(begin)

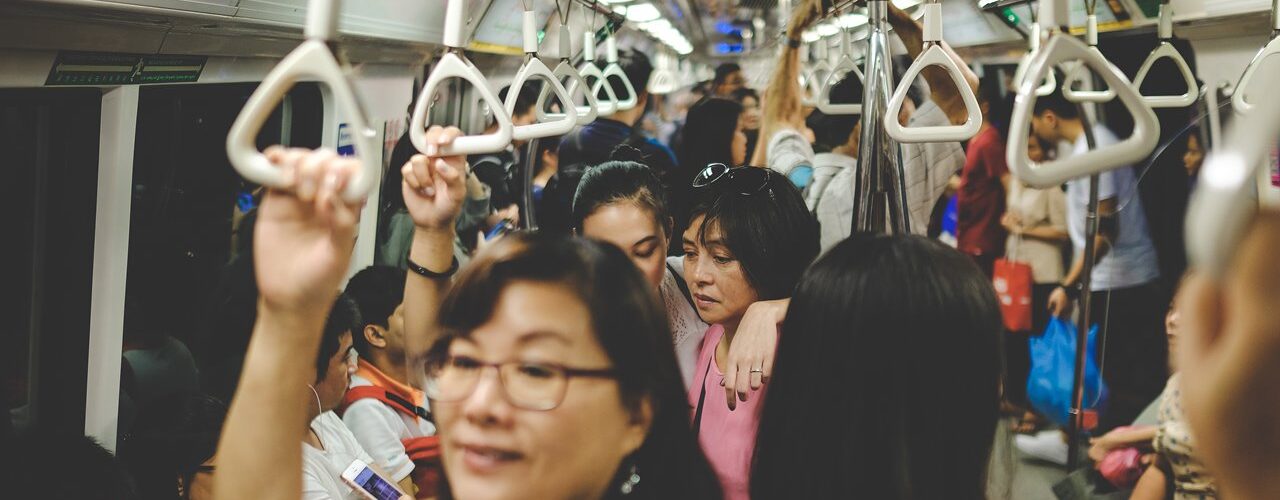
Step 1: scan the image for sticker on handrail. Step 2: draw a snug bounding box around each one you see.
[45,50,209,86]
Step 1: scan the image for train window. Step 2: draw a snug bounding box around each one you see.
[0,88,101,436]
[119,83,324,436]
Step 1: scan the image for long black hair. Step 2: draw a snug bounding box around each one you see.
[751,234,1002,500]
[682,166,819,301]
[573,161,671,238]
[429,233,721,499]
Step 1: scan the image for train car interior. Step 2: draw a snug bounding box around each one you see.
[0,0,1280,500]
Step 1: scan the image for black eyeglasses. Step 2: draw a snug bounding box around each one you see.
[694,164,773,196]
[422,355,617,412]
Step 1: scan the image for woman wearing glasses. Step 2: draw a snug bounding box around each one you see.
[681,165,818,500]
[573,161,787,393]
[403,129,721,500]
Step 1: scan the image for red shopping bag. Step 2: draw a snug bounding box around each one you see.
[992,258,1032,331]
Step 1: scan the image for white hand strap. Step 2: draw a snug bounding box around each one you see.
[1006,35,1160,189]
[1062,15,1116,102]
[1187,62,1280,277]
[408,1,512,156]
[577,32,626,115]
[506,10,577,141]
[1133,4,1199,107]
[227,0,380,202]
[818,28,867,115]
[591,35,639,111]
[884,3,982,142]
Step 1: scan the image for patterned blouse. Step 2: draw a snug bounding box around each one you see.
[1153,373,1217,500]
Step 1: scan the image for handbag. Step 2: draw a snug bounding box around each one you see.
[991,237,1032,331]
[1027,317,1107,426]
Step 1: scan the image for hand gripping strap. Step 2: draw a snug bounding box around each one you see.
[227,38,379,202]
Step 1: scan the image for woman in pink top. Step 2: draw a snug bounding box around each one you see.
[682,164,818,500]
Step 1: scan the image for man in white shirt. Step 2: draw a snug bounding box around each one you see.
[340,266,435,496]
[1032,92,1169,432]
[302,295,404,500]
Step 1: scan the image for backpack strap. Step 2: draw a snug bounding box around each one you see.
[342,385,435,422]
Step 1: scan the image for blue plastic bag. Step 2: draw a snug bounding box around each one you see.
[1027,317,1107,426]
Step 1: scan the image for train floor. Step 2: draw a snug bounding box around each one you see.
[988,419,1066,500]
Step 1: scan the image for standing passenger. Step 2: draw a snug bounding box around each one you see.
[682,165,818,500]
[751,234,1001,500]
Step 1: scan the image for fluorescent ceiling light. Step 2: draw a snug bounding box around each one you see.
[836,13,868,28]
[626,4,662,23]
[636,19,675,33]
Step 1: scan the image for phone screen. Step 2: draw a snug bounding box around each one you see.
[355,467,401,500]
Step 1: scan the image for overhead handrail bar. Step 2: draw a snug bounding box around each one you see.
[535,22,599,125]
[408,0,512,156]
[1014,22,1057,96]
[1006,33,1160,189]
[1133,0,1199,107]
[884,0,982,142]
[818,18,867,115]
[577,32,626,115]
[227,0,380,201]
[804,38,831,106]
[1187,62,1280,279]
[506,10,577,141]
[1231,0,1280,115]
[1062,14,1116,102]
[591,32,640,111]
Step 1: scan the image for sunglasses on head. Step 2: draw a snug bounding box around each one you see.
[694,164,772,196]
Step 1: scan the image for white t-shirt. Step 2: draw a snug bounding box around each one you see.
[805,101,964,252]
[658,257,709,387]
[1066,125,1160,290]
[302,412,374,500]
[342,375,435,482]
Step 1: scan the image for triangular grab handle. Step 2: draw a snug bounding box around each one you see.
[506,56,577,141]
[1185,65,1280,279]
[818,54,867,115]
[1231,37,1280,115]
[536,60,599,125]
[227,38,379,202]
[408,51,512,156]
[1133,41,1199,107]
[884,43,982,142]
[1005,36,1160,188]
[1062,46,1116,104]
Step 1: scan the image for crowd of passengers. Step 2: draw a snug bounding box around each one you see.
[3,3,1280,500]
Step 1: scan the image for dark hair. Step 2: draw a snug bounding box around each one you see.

(end)

# Objective:
Give all of the lines above as a numbered list, omitting any blank lines and leaving the pictures out.

# Result of this task:
1. Step 1: scan the image for sticker on handrail. Step 2: draw a snug bounding box around each one you see.
2. [45,50,209,86]
3. Step 1: scan the image for train window. Step 2: draw a snug bounding box around each one you see.
4. [0,88,101,436]
5. [119,83,324,436]
6. Step 1: scan the image for long black hair. Step 2: draw a snug bounding box around each one you see.
7. [751,234,1002,500]
8. [682,166,819,301]
9. [573,161,671,238]
10. [429,233,721,499]
11. Step 1: scan the image for train car interior. Step 2: draw a snug bounding box around each one you see.
12. [0,0,1280,500]
13. Step 1: scan the image for black eyeglasses. Step 2: draw a snug bounding box around each one you see.
14. [694,164,773,196]
15. [422,355,617,412]
16. Step 1: scan the image for woman wearing glasses. Step 2: draw a snug bounding box around each one you see.
17. [681,165,818,500]
18. [573,161,787,393]
19. [403,129,721,500]
20. Step 1: scan the image for red shopping bag. Step 2: draw a snug bounding box around each one you see.
21. [992,258,1032,331]
22. Step 1: scan the image for white hand strap. Step 2: draw a snug bounding box around each one you see.
23. [1006,35,1160,189]
24. [1062,15,1116,102]
25. [1187,62,1280,277]
26. [408,1,512,156]
27. [577,32,626,115]
28. [506,10,577,141]
29. [1133,4,1199,107]
30. [227,0,380,202]
31. [818,28,867,115]
32. [591,35,639,111]
33. [884,3,982,142]
34. Step 1: scan the image for patterned blouse. Step 2: draw a snug bounding box around each one you see.
35. [1153,373,1217,500]
36. Step 1: scan the image for handbag. Step 2: draw a snug bounding box around each one you see.
37. [991,237,1032,331]
38. [1027,317,1107,426]
39. Step 1: scan the image for hand gripping strap. Step 2: draw a snug bounding box around each one you see.
40. [227,38,379,202]
41. Step 1: scan the image for woman in pink top. Step 2: draw a snug bounding box around each one you see.
42. [682,164,818,500]
43. Step 1: scan the image for man in white shirt. Step 2: draw a snug bounding box around each one you see.
44. [340,266,435,496]
45. [1032,92,1169,432]
46. [302,295,404,500]
47. Step 1: scan the image for backpack strap. Step 2: draw a snug bounding box around each one you see.
48. [342,385,435,422]
49. Step 1: scan the image for blue plastic bag. Step 2: draw a snug bounding box around each one you see.
50. [1027,317,1107,426]
51. Step 1: scan the image for train floor. Step 2: draw a snug bounding box around each one you see.
52. [988,419,1066,500]
53. Step 1: scan the image for standing passenger. Step 2: draw a snug bounding box around each one you see.
54. [682,165,818,500]
55. [751,234,1001,500]
56. Step 1: scan the image for fluorescent ceiling light. Step 2: draw a snug bounding box around each one you see.
57. [836,13,868,28]
58. [626,4,662,23]
59. [636,19,675,33]
60. Step 1: scan the image for phone screen. Step 2: draw a snug bounding box around each one you see.
61. [355,467,401,500]
62. Step 1: scan the image for overhead handrail bar. Step 2: draw a snug bounding box around each one you see.
63. [535,22,599,125]
64. [408,0,512,156]
65. [1014,22,1057,96]
66. [1006,33,1160,189]
67. [1133,0,1199,107]
68. [884,0,982,142]
69. [818,18,867,115]
70. [577,32,626,115]
71. [227,0,380,201]
72. [804,38,831,106]
73. [1187,62,1280,279]
74. [506,10,577,141]
75. [1231,0,1280,115]
76. [1062,14,1116,102]
77. [591,32,640,111]
78. Step 1: scan the image for sunglasses on head. Step 2: draw a snug bounding box around each one you see.
79. [694,164,772,196]
80. Step 1: scan the image for white t-shirt. Step 2: draw a snug bounding box around each one you see.
81. [805,101,964,252]
82. [658,257,709,387]
83. [1066,125,1160,290]
84. [302,412,374,500]
85. [342,375,435,482]
86. Step 1: scan the image for triangular grab handle. Step 2: draw a snug bounding box around each one you see.
87. [506,56,577,141]
88. [1185,65,1280,279]
89. [818,54,867,115]
90. [1231,37,1280,115]
91. [536,60,599,125]
92. [227,38,379,202]
93. [408,51,512,156]
94. [1133,41,1199,107]
95. [884,43,982,142]
96. [1005,36,1160,188]
97. [1062,46,1116,104]
98. Step 1: scan the image for crowd of passengers. Step 2: draw a snug bounding box around each one you see.
99. [3,3,1280,500]
100. Step 1: scan the image for dark hair. Step 2: draw a snug bounding box around each one you see.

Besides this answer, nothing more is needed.